- **WORK TO DO**
Repeat exactly, and only, the lines from the one containing "Pin each instance of the grassy" through the end of the records.

- **INFORMATION SUPPLIED**
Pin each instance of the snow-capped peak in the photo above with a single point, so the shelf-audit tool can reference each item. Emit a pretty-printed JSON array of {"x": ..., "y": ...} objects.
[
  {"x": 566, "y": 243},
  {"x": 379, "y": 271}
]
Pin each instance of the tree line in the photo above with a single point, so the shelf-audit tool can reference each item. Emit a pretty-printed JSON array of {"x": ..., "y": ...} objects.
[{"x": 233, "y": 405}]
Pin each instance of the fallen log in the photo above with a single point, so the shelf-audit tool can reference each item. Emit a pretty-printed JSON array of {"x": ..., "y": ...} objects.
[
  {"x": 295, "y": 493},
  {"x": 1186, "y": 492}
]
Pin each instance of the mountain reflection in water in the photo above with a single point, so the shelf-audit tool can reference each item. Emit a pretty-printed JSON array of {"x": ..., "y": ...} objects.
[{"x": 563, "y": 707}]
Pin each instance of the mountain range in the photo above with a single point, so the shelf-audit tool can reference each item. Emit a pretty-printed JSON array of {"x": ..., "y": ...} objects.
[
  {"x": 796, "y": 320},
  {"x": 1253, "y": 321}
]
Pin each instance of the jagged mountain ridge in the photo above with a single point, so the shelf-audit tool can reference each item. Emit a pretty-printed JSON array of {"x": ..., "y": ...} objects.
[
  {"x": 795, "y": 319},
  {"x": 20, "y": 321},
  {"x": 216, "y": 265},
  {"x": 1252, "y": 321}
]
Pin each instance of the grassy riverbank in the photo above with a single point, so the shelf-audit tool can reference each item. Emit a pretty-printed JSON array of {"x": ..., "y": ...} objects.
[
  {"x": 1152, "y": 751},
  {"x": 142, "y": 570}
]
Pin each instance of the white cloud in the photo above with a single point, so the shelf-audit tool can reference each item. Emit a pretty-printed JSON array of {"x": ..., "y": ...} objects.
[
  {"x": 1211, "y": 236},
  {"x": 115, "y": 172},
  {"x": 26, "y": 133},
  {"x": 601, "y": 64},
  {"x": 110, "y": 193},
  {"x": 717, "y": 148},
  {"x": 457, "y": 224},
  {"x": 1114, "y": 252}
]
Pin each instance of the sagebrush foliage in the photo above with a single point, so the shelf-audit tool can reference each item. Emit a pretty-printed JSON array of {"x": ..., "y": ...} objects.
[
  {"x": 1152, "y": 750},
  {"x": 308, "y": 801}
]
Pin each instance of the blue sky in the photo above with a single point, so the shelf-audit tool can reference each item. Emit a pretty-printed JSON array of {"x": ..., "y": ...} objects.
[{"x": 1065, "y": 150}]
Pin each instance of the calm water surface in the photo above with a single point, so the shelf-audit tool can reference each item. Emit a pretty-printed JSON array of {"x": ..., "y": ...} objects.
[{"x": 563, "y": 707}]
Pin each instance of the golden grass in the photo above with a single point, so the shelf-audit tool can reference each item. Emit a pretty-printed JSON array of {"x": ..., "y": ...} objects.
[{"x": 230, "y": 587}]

- **SOLUTION**
Pin each instance of the grassy riverbank in the photo above with a single point, so the shelf-audit tool can reference each item. Emit a pretty-printed JSON array of {"x": ..., "y": ...} objects.
[
  {"x": 1152, "y": 751},
  {"x": 142, "y": 570}
]
Pin each instance of the white cloud in the photo above with a single point, so the shelf-audit tool can reference each item. Emit a pretty-printed JSON array of {"x": ..., "y": ...} objects.
[
  {"x": 1211, "y": 236},
  {"x": 115, "y": 172},
  {"x": 26, "y": 133},
  {"x": 601, "y": 64},
  {"x": 110, "y": 193},
  {"x": 717, "y": 148},
  {"x": 457, "y": 224},
  {"x": 1114, "y": 252}
]
Pin each instance of the sagebrush foliage in the photo above with a single point, so the shelf-audit tool can reference each item. Emit a pretty-printed JSON array of {"x": ..., "y": ...} objects.
[
  {"x": 1152, "y": 750},
  {"x": 308, "y": 801}
]
Pin each instance of the blue sky in the photo above with a single point, so the shelf-audit tool can reference each item. Emit a pretty-printed JSON array of {"x": ..., "y": ...} objects.
[{"x": 1065, "y": 150}]
Pin each instance of the calm water surface in the photo above with a single point, so the shelf-audit tool can reference each item. Emit a pretty-printed JSON array of {"x": ..., "y": ...} objects.
[{"x": 563, "y": 707}]
Pin each instance of the golden grass in the photo above with a single point, so the shelf-audit tool can reference each item. Emit a pretty-printed JSON array of {"x": ..., "y": ...} objects.
[{"x": 230, "y": 587}]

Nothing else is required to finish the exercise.